*Task statement:* The answer must consist of each line below that contains the string "weathered".
[[ Exercise inputs, beginning ]]
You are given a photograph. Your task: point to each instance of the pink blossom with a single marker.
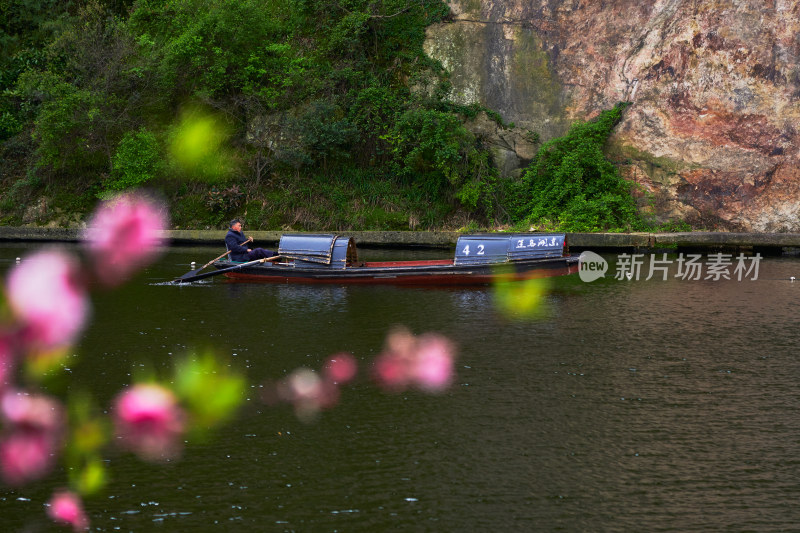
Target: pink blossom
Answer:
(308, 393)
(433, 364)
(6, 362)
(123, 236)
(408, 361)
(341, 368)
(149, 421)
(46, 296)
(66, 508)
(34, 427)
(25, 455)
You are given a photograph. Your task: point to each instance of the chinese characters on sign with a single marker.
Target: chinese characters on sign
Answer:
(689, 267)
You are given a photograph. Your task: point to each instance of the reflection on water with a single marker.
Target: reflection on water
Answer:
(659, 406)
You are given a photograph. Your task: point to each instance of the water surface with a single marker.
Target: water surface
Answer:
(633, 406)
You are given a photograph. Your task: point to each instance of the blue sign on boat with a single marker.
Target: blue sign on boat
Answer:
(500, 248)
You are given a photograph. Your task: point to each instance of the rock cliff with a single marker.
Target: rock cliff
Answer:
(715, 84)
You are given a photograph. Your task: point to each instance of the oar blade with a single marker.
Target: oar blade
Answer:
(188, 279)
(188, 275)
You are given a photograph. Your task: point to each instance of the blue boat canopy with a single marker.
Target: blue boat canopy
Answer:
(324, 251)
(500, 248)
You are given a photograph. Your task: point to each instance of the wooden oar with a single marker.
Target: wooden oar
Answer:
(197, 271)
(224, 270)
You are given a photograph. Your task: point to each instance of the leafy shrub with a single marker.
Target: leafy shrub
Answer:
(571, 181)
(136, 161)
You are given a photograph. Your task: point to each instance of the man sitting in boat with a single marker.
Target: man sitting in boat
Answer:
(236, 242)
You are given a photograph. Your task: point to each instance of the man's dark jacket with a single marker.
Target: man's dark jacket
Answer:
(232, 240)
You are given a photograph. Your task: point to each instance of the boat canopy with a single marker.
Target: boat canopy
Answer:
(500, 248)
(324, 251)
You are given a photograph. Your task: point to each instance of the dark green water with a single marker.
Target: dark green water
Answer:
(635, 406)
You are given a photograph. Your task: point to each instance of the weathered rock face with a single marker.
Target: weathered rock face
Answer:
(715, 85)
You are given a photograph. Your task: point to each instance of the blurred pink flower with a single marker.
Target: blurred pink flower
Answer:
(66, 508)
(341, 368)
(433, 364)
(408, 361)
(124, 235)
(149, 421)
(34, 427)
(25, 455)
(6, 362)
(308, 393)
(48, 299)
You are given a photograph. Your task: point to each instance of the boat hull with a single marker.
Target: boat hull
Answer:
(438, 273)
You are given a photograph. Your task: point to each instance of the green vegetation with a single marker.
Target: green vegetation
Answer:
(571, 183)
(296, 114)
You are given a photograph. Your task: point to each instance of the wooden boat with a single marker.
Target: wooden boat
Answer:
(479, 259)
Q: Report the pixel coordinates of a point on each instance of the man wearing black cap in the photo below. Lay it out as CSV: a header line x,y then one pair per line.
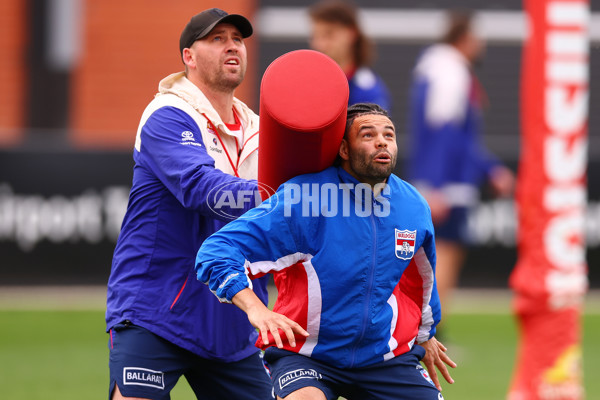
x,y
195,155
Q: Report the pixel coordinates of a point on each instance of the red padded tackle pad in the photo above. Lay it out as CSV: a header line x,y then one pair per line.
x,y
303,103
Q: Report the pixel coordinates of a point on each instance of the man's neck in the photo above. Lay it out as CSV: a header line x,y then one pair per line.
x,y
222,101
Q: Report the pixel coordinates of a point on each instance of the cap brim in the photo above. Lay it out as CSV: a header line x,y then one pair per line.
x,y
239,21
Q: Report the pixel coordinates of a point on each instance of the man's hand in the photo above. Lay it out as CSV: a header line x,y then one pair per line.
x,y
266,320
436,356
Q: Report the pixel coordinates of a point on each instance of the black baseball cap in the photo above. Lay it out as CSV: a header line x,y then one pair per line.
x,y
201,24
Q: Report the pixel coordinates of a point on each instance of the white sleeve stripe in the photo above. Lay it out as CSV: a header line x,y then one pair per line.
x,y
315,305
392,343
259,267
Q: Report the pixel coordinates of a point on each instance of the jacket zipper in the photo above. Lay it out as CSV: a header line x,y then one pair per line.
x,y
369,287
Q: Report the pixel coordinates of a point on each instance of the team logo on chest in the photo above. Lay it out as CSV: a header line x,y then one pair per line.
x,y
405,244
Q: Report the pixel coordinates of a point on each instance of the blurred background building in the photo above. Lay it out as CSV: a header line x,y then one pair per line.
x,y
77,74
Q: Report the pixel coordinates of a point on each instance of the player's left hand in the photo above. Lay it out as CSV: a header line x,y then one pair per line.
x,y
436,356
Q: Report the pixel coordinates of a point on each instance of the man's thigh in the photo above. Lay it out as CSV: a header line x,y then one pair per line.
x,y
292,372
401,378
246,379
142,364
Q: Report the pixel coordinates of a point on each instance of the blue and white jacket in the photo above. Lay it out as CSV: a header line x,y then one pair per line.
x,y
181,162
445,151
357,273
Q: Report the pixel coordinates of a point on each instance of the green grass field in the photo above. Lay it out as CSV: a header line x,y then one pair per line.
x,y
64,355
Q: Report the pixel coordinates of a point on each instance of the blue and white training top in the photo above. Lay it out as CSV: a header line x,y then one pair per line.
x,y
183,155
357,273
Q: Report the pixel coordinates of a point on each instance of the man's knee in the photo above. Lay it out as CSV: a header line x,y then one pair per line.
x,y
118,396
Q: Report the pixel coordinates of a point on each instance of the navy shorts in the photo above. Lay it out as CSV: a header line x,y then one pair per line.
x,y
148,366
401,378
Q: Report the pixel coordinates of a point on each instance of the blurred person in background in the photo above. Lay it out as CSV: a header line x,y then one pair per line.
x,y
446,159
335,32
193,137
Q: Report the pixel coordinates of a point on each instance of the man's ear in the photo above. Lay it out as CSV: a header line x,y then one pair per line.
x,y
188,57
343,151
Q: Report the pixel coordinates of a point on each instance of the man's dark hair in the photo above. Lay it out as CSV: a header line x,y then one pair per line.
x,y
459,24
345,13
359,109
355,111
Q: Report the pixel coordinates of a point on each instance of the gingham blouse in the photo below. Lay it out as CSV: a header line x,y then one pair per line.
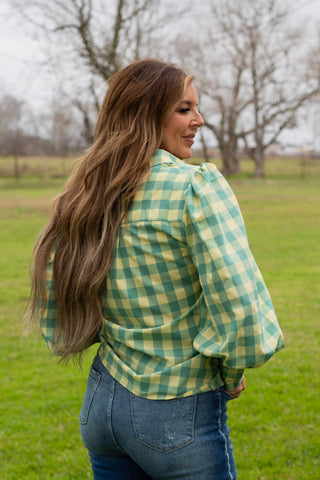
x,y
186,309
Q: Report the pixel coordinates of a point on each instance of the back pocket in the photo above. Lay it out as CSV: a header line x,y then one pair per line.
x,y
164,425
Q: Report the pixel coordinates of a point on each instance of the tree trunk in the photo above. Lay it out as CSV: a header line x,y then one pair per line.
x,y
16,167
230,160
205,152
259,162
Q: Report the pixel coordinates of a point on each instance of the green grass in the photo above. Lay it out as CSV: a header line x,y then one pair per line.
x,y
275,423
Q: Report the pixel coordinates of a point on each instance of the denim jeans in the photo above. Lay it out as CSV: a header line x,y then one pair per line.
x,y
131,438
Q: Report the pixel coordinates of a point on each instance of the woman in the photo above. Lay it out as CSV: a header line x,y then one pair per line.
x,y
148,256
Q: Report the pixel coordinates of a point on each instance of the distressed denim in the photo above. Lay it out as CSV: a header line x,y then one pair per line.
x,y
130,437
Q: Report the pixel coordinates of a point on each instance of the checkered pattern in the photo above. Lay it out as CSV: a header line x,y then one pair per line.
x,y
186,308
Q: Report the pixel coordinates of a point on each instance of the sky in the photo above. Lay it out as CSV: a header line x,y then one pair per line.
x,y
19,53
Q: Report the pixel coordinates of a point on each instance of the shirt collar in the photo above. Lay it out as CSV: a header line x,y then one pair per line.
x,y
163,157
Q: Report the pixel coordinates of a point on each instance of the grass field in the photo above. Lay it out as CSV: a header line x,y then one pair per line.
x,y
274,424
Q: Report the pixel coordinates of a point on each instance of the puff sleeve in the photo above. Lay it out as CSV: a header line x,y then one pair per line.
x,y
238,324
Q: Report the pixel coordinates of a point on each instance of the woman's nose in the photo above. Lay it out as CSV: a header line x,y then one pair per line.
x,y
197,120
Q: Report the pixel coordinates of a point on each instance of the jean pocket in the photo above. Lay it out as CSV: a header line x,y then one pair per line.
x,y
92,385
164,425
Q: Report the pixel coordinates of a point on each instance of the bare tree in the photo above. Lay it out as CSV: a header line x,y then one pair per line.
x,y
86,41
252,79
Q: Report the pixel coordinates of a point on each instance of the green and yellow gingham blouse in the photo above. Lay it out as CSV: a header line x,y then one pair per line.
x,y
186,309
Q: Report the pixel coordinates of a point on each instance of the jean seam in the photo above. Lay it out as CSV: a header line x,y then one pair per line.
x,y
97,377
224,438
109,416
[[ Exercise inputs, end ]]
*Your solution:*
You are given a photograph. Your task: point to each instance of the weathered rock face with a single marker.
Target: weathered rock face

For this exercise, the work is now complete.